■ **SET TASKS**
A: In the passage about Mako's writing, in what year was the novel Once Removed published?
B: List every member of Mako's family that the passage about Mako's writing mentions.

■ **SELECTED TEXT**
· · · · ·

At his memorial service, his colleagues talked
about how wonderful he was citing his idealism, his generosity. “I felt stirred
and proud and all those things and I also felt guilty about our relationship. I
now believe they were whitewashing him in that way that one does in a eulogy. But
hearing it, I thought I have to learn who my father is.”
Mako has written two novels One Hundred and One Ways (1999) and Once Removed (2003). For the first one, Mako drew on family history.
“A lot of stories about my grandmother and my great-grandmother (whom I turned
into my grandmother) in that novel, and my mother’s life too, are woven into
the story. I’m writing about the same things in the memoir as well except of course without the veneer of 'fiction.' It's been interesting to revisit the same events in this other
Mako’s mother, to whom she is very close, is also a
writer. She’s been very helpful
serving as a sounding board and corroborating facts. “Memory is unreliable and
there is this kind of self-doubt that happens. My mother’s really great; she tells
me all these family stories and she also says she doesn’t have to read the
memoir, which is a relief because it’s hard to write about someone when you
know they’re going to read it. I often send her things to check on so I think
of it as a collaborative work.”
The process of exploring family history has been
challenging. “Some of it’s been so painful. It’s been freeing too, but hard.
And messy. I think I have a grasp on something that happened in the past and
then I think more about it, it transmutes, transforming into something else and I
realize I hadn’t really understood it.”

· · · · ·

■ **RECORD EXTRACTS**

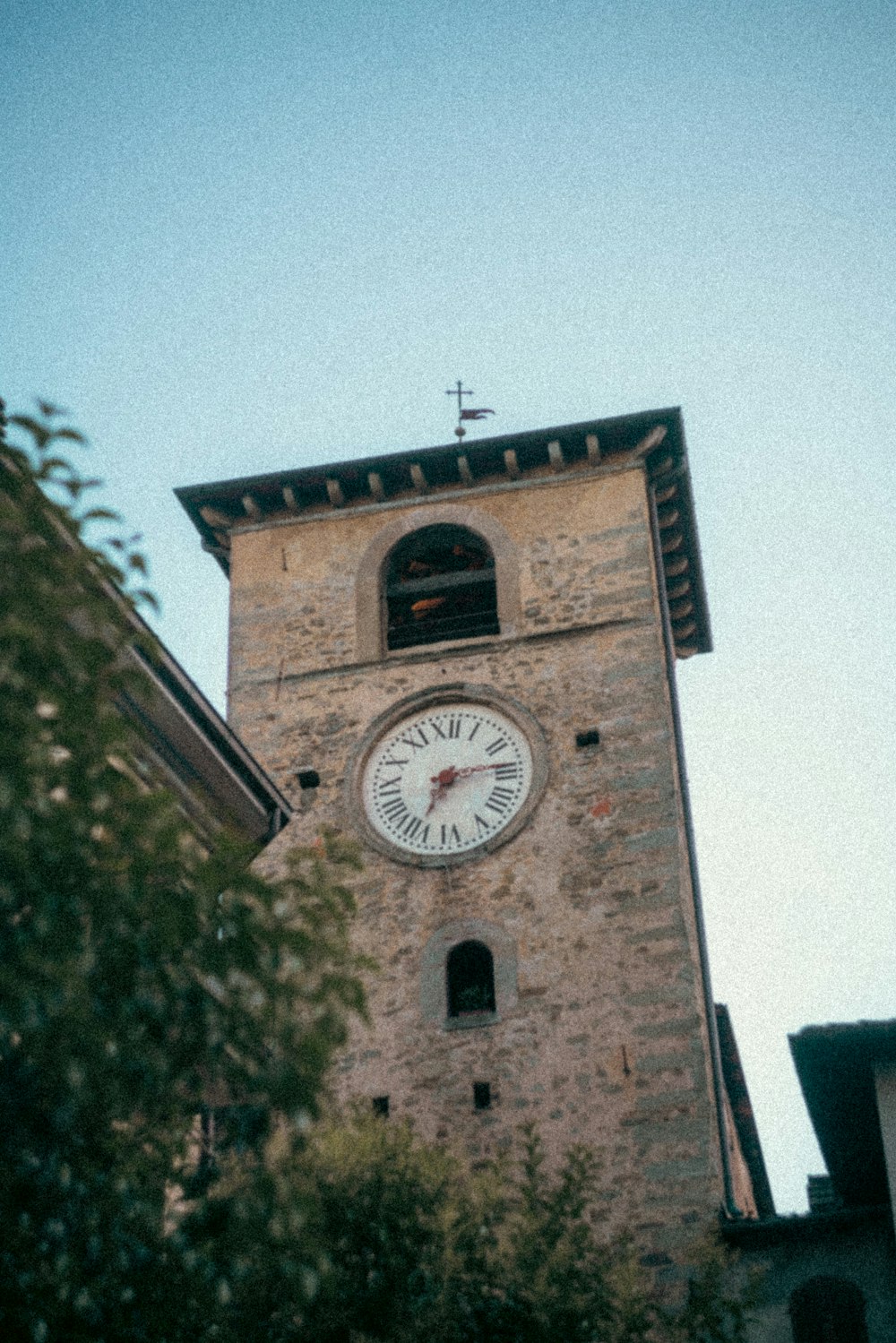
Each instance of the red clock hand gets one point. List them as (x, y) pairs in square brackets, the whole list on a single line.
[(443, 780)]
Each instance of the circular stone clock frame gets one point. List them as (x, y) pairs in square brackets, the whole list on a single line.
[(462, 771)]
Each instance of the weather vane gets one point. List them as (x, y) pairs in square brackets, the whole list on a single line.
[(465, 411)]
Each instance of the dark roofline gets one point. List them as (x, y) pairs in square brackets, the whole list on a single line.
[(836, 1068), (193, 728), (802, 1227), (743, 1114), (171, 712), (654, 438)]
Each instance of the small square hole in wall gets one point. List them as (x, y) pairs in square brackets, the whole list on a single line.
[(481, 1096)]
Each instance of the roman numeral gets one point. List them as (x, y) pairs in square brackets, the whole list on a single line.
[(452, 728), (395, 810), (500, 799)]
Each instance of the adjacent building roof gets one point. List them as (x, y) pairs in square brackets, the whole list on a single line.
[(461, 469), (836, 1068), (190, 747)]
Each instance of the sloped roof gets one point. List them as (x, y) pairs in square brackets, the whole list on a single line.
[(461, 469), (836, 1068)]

· · · · ·

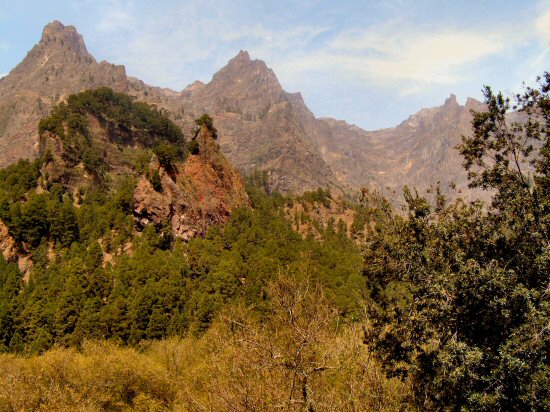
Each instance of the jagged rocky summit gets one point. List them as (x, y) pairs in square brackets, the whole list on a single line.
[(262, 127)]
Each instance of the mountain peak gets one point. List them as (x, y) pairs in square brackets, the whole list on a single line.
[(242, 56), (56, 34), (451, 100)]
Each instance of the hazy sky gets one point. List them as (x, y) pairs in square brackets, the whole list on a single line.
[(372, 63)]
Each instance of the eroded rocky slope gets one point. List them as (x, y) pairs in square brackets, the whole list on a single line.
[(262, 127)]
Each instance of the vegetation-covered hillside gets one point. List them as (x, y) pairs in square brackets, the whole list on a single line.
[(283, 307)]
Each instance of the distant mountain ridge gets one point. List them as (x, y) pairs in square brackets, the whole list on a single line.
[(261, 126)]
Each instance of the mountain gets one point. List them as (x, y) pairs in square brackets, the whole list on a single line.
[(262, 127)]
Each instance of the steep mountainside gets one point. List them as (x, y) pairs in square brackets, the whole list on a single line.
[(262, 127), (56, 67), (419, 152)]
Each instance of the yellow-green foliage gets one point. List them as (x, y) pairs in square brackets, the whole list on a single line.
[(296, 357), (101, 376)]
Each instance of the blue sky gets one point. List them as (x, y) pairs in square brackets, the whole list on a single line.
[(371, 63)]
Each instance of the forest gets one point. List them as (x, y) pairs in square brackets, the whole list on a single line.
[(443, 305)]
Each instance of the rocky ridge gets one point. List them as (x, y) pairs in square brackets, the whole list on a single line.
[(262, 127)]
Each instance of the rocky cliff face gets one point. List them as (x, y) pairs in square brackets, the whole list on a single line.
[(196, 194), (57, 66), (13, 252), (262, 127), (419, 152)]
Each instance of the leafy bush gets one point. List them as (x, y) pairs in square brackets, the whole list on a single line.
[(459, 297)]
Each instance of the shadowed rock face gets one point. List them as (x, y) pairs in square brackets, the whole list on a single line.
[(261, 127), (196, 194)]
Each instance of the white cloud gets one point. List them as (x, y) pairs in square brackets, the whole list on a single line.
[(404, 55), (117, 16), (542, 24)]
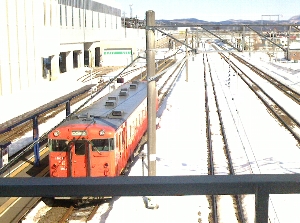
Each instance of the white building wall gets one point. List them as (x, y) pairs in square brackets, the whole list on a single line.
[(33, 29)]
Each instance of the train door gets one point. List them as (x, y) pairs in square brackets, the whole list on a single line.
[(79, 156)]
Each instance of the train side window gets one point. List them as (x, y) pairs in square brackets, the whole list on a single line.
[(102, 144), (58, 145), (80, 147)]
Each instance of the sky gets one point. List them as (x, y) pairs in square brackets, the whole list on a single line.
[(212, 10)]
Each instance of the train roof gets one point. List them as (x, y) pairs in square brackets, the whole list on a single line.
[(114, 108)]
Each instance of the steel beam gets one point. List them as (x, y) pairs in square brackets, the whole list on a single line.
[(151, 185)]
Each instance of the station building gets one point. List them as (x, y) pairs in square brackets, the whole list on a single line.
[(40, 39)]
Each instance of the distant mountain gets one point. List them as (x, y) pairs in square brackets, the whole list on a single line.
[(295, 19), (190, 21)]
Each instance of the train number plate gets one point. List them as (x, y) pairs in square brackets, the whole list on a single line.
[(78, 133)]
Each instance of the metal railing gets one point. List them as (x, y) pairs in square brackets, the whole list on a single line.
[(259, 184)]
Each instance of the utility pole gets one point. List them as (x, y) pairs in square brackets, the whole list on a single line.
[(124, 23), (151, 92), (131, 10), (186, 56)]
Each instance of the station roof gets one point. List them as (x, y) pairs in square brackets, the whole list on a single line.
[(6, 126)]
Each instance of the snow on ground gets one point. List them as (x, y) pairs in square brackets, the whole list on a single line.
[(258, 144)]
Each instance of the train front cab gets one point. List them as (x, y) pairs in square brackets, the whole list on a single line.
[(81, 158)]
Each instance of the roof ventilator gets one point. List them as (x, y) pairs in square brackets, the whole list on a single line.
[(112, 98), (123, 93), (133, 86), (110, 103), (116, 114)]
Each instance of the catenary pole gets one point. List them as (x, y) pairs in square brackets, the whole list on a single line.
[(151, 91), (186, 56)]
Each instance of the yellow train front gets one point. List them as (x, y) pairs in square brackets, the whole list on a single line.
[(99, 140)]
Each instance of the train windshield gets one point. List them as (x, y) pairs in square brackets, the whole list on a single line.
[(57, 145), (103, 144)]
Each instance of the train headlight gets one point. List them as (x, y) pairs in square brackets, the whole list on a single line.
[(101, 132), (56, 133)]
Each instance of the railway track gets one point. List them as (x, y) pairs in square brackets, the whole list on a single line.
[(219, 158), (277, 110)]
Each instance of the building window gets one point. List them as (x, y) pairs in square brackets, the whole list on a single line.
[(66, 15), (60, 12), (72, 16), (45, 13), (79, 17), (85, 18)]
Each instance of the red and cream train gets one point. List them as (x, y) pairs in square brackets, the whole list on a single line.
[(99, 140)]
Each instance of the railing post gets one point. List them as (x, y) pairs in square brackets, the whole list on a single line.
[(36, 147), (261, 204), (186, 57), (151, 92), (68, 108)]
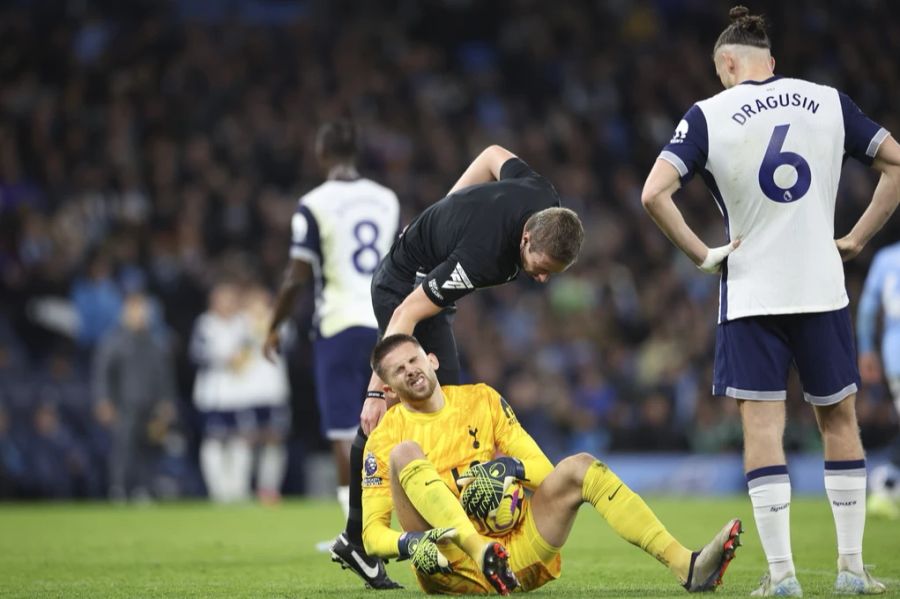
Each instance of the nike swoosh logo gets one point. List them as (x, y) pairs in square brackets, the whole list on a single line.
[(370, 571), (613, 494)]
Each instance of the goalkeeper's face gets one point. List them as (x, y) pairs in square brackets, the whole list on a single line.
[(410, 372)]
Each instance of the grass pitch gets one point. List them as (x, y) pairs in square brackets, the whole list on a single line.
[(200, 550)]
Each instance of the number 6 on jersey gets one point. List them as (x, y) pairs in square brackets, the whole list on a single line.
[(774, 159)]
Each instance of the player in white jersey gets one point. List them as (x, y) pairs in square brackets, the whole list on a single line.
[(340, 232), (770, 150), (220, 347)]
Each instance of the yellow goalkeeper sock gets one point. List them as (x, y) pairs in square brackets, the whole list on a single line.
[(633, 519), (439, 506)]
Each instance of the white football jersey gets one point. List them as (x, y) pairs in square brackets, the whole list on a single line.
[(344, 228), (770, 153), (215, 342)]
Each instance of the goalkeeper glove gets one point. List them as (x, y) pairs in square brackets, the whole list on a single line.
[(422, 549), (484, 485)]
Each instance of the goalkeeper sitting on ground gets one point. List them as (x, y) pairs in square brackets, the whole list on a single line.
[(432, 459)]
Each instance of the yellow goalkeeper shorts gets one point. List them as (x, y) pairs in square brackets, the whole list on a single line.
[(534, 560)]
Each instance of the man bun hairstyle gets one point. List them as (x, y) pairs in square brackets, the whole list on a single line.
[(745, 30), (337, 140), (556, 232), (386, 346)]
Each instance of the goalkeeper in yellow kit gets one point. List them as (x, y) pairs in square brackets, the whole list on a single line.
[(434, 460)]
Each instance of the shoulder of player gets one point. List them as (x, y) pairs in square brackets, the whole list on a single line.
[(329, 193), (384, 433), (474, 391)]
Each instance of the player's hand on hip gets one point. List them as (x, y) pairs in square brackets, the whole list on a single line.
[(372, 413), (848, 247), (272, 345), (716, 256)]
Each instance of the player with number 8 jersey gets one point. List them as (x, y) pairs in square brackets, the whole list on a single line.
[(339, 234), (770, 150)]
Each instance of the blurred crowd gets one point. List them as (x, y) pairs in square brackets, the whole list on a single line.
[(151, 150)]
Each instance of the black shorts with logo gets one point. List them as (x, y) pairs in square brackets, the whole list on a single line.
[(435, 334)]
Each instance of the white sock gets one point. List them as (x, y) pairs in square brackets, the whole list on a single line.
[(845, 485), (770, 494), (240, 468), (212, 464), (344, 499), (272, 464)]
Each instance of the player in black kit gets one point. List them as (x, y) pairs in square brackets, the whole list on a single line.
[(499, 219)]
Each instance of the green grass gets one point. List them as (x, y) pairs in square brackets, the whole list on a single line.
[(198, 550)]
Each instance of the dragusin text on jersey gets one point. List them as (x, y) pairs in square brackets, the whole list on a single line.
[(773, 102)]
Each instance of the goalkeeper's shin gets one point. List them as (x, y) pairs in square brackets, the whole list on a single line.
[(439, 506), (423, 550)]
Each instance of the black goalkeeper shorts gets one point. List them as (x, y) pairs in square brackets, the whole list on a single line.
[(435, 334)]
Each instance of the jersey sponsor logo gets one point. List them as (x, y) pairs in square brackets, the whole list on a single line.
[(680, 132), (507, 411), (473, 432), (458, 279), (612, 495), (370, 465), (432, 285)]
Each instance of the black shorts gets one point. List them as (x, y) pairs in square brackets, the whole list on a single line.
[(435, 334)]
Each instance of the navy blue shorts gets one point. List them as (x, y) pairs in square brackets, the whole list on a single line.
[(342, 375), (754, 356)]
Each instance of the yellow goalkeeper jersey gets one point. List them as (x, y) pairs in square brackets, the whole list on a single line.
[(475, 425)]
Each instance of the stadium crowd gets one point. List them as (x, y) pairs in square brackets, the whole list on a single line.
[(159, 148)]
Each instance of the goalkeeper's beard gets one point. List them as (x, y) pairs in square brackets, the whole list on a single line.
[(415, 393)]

· · · · ·

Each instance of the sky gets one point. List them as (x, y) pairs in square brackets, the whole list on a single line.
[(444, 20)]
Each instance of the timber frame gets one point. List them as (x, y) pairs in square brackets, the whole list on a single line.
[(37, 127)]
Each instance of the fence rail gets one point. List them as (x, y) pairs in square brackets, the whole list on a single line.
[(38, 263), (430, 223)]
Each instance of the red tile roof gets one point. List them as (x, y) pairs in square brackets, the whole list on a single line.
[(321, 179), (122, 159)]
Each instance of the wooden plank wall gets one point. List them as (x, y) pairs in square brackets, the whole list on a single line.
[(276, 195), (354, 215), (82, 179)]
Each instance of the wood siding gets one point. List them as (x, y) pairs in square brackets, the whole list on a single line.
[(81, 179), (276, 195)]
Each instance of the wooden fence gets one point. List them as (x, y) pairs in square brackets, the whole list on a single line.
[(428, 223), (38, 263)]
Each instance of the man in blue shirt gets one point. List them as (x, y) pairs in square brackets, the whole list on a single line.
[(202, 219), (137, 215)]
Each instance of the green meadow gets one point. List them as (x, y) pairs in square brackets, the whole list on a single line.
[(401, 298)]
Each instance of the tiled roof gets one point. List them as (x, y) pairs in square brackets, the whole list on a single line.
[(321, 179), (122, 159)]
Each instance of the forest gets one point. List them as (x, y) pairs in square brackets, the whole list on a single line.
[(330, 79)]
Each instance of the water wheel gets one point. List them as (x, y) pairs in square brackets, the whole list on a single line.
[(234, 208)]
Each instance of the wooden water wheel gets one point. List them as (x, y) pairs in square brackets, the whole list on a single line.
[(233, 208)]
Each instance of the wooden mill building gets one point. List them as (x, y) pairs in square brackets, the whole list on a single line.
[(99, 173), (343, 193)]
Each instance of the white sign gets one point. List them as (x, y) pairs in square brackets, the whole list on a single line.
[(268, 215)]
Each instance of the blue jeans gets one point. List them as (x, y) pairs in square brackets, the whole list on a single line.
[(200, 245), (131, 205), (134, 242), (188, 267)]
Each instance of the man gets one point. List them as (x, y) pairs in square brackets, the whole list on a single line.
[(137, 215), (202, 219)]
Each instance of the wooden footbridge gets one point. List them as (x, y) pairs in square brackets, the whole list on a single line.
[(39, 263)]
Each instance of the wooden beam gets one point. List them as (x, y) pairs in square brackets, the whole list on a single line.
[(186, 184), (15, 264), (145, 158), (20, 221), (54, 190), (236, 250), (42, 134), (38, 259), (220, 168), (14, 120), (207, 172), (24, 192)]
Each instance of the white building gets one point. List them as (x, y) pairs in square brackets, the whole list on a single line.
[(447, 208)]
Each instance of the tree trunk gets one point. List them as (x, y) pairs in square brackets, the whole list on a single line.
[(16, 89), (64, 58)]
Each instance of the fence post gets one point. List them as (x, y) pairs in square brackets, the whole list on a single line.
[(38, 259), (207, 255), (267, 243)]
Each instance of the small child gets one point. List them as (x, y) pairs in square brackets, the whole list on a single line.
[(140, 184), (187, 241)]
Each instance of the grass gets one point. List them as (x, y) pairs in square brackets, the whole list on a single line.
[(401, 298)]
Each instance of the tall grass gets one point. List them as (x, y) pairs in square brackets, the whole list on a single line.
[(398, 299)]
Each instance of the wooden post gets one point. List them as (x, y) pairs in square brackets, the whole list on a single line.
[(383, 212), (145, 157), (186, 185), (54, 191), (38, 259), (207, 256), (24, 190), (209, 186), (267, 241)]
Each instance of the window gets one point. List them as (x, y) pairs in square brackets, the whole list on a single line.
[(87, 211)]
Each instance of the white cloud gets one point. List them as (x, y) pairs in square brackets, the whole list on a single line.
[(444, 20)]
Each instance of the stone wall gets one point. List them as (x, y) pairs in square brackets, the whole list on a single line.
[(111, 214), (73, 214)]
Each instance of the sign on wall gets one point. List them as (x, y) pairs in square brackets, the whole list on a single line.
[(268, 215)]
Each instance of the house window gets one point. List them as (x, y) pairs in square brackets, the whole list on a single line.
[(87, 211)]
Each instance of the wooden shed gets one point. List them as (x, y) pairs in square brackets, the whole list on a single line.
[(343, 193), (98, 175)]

· · · · ·

■ **EXERCISE RESULTS**
A: 2003

B: Father, grandmother, great-grandmother, mother